To demonstrate the effectiveness of FS-FGGA, it is compared with SVM-RFE and ECBGS on eight public microarray datasets, which are gene expression data from various human cancers. Table 1 shows the basic information of the eight public datasets. Among them, Adenocarcinoma, Leukemia 2, Lymphoma 1 and Srbct datasets are from http://ligarto.org/rdiaz/Papers/rfVS/randomForestVarSel.html, and the other four datasets come from http://linus.nci.nih.gov/~brb/DataArchive_New.html.

Table 1. The basic information of the eight public datasets

Auto scaling is used to reduce the differences of the magnitude of different features. To calculate SU, equal width discretization (EWD) [25, 26] is adopted, where the real data is divided into h (h is set to 3 in the experiments) intervals with equal width between the minimum value and the maximum value.

Parameter σ for FS-FGGA and ECBGS is set as follows:

$$ \sigma = 0.5*(SU_{\hbox{max} } - SU_{ \hbox{min} } ). $$
(5)

where SU max and SU min are the maximal and the minimal relevant values of the features with the class label, respectively.

For FS-FGGA, the maximal number of iterations and the size of population are set to 50 and 100, respectively. The crossover probability and mutation rate are set to 0.8 and 0.01, respectively. When the generation is up to the maximal number of iterations or the best fitness comes to 0.95, the GA search procedure stops.

Ten-fold cross-validation was run ten times. SVM is adopted as the classification method, and the RBF kernel function and the LINEAR kernel function are used respectively. The source code of SVM is from http://www.csie.ntu.edu.Tw/~cjlin/libsvm and the other algorithms were written in C++.

3.3 Results and Discussion

Tables 2 and 3 show the comparison of the three methods on the average classification accuracy rates. The bold face means the largest accuracy rate among the three methods in a data set. The last row (W/T/L) of the two tables count the number of wins/ties/losses compared to the FS-FGGA over all data sets. It can be seen that FS-FGGA is superior to the other two feature selection methods in most cases.

— To do —
Update the feature selection text between "where SU max" and "written in C++.", inclusive, changing "mutation rate" to "mutation probability".

— Data excerpts —
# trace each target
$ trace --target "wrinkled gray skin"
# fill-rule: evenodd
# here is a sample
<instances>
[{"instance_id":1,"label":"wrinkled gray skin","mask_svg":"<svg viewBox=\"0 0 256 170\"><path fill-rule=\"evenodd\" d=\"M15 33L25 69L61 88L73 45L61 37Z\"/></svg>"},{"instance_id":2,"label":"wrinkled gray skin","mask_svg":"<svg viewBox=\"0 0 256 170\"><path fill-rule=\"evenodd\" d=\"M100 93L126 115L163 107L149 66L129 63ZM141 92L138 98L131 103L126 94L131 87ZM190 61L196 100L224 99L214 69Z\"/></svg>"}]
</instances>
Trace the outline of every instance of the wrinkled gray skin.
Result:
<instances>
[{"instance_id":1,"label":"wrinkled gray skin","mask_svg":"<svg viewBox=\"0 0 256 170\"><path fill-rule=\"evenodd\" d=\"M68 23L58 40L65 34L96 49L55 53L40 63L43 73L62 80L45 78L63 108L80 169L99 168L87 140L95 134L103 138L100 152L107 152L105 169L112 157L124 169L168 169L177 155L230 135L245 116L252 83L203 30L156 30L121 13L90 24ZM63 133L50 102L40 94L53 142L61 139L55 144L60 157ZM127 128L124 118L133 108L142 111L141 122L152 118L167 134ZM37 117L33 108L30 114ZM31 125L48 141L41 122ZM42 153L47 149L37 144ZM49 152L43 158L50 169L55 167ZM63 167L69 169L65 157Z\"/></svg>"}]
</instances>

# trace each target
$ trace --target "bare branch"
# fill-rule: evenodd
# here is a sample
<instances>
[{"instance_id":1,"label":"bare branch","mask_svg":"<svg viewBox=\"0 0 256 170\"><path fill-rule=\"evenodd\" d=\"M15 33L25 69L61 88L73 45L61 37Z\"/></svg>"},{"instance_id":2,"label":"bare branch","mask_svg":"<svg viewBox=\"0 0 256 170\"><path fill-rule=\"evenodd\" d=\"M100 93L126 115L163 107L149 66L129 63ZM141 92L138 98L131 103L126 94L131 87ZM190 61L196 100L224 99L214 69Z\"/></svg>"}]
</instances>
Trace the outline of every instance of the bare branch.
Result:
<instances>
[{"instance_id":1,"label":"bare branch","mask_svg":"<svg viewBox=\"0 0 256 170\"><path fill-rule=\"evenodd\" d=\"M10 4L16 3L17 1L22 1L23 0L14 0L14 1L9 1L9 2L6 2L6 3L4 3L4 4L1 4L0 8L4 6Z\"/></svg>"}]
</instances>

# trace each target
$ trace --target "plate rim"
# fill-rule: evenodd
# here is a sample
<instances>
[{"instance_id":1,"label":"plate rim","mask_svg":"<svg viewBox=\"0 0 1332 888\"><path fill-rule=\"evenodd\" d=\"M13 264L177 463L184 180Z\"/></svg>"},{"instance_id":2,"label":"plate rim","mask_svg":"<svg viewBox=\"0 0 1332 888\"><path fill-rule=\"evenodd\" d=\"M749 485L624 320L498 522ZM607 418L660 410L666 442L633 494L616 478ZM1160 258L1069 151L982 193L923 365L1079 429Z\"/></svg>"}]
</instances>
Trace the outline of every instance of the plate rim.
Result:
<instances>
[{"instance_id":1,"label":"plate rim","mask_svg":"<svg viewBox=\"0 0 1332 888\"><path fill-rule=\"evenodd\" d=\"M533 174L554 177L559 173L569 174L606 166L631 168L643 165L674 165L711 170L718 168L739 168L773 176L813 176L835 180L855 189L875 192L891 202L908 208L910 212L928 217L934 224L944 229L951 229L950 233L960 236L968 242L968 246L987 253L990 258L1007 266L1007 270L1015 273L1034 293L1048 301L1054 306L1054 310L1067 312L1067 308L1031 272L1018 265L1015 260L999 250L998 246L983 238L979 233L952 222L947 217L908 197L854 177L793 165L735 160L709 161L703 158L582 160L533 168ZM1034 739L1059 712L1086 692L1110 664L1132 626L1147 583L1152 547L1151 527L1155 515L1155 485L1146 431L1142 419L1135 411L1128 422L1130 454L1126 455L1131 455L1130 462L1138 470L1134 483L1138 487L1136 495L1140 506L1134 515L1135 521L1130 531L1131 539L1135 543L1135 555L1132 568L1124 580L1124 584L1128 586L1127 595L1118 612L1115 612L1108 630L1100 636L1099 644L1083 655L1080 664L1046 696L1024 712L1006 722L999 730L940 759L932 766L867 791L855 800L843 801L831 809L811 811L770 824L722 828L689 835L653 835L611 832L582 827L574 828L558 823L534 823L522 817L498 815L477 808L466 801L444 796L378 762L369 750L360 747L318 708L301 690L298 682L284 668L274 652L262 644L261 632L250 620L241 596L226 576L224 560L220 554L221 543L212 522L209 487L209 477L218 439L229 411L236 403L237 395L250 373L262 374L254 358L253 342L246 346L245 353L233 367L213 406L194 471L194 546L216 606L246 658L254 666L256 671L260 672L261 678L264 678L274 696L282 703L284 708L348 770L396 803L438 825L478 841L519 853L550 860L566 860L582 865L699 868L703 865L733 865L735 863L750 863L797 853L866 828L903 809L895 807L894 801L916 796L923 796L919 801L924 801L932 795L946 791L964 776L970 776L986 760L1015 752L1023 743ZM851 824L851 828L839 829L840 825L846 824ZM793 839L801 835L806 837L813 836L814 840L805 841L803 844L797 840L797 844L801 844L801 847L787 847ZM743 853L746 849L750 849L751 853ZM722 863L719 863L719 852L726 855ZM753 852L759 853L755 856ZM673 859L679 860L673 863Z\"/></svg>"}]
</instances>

---

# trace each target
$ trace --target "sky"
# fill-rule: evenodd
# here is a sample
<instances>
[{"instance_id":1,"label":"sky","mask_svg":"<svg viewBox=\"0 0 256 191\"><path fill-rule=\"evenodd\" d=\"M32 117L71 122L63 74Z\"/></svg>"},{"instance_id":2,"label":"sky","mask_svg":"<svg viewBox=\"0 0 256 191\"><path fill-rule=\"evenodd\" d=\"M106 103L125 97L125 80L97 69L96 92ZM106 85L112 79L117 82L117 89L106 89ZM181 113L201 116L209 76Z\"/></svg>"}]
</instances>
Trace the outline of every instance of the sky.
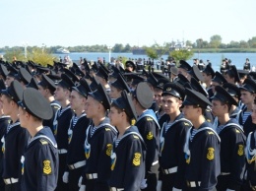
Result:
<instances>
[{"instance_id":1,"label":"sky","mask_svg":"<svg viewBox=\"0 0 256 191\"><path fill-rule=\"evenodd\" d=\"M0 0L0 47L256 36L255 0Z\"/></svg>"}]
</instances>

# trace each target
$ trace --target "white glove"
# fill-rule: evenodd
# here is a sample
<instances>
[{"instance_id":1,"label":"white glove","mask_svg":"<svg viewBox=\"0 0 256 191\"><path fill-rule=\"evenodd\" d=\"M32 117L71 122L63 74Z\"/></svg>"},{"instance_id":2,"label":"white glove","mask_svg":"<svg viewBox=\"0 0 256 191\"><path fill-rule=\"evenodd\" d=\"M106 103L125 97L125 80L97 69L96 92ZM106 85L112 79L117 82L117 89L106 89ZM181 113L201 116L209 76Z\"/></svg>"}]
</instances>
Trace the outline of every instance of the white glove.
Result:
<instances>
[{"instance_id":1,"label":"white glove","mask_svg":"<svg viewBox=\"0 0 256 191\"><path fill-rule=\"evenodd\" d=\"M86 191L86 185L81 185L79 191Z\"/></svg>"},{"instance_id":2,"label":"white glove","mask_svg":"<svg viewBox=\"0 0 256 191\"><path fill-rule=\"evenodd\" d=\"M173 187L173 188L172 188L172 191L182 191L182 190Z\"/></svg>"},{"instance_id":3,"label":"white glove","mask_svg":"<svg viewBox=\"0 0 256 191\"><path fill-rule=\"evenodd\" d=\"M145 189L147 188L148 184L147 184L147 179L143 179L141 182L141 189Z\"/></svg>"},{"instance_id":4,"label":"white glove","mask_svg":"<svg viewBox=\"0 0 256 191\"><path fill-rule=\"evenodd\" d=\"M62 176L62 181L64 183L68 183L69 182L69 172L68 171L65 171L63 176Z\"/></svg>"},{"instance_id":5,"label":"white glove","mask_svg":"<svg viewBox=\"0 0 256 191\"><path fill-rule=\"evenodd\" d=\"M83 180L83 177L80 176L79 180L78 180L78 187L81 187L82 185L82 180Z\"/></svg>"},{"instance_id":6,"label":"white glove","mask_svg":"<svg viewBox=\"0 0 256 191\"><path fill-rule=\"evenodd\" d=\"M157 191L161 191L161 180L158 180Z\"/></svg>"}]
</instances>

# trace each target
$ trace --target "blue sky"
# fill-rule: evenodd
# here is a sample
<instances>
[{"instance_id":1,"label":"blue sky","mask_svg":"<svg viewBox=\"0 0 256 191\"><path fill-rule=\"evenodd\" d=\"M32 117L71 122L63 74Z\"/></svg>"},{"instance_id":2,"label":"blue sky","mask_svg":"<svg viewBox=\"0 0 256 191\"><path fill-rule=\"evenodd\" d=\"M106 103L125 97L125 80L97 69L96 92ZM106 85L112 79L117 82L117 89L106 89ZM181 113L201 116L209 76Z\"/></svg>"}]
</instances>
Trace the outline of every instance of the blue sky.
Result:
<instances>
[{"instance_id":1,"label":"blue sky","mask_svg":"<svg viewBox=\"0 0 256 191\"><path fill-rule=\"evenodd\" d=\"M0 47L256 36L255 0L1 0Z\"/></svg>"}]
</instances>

— Task answer —
where SU max and SU min are the maximal and the minimal relevant values of the features with the class label, respectively.

For FS-FGGA, the maximal number of iterations and the size of population are set to 50 and 100, respectively. The crossover probability and mutation probability are set to 0.8 and 0.01, respectively. When the generation is up to the maximal number of iterations or the best fitness comes to 0.95, the GA search procedure stops.

Ten-fold cross-validation was run ten times. SVM is adopted as the classification method, and the RBF kernel function and the LINEAR kernel function are used respectively. The source code of SVM is from http://www.csie.ntu.edu.Tw/~cjlin/libsvm and the other algorithms were written in C++.